Extracted records
** Start **

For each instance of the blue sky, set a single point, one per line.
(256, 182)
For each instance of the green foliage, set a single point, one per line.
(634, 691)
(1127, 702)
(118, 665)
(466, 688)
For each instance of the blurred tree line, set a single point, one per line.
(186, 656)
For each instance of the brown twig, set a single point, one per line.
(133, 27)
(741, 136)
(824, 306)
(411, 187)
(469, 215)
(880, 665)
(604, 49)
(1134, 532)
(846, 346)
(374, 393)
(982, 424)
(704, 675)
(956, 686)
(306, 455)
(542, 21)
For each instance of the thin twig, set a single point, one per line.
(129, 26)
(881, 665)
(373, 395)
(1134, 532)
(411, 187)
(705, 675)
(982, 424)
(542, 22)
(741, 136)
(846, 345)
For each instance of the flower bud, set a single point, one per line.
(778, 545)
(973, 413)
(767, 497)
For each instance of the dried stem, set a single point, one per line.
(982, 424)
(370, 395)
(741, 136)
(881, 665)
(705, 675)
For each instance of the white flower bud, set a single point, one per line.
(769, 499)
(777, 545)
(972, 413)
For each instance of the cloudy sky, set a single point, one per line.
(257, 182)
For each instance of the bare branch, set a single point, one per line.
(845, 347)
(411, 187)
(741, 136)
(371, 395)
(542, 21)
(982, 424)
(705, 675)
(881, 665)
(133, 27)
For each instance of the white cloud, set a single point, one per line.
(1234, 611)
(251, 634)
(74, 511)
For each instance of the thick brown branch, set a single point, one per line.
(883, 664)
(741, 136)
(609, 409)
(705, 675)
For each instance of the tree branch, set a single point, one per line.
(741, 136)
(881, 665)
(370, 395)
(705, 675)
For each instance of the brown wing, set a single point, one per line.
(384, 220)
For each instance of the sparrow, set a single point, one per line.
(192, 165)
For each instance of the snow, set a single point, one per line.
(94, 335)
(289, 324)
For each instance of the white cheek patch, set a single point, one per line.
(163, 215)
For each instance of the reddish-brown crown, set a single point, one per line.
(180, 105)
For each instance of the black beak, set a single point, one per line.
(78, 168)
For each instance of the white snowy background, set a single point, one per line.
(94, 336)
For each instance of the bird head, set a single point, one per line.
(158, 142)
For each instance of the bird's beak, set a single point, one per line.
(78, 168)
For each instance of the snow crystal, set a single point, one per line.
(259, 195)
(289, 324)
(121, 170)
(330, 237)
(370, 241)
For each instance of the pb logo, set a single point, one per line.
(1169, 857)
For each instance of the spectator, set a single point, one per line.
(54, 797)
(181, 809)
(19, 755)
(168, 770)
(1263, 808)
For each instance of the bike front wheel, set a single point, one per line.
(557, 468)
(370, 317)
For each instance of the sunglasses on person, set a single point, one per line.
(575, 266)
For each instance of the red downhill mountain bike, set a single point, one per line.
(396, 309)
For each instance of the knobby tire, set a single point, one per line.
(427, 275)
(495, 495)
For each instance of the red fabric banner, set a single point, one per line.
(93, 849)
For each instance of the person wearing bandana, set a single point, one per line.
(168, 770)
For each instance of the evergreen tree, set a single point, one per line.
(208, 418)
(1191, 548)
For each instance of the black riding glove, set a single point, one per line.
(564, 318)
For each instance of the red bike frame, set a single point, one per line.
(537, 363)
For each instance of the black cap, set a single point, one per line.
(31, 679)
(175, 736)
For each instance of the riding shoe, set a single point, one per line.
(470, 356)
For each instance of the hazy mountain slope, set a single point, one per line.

** End **

Written request: Can you present the data as a Markdown table with the columns "n" and "Line", one numbered row per line, starting with the line that contains "For each instance of the bike" and going on through the end of the data, with blank lines left out?

Completed exercise:
| n | Line |
|---|---|
| 1 | For each instance of the bike front wheel, set a single point, one per line. |
| 2 | (557, 468) |
| 3 | (370, 317) |
| 4 | For each instance of the sunglasses on person, set a single point, one per line. |
| 5 | (575, 266) |
| 6 | For each instance of the red downhill mountain bike, set a single point, one per line. |
| 7 | (396, 309) |
| 8 | For each instance of the knobby tire, set a single point, one per line. |
| 9 | (427, 275) |
| 10 | (495, 495) |
| 11 | For each instance of the red fabric banner, set a single point, one per line. |
| 12 | (93, 849) |
| 13 | For each instance of the person wearing bandana, set a single point, one per line. |
| 14 | (168, 770) |
| 15 | For each instance of the evergreen tree, set a single point, one per line. |
| 16 | (208, 418) |
| 17 | (1191, 548) |
| 18 | For each instance of the black riding glove, set a single point, one per line. |
| 19 | (564, 318) |
| 20 | For each instance of the red bike frame, set a single point, one per line. |
| 21 | (537, 363) |
| 22 | For each instance of the black cap, set a single point, one per line. |
| 23 | (31, 679) |
| 24 | (175, 736) |
| 25 | For each instance of the riding shoe, set a single point, one per line. |
| 26 | (470, 356) |
| 27 | For each instance of the hazy mountain slope, set a single point, one per line. |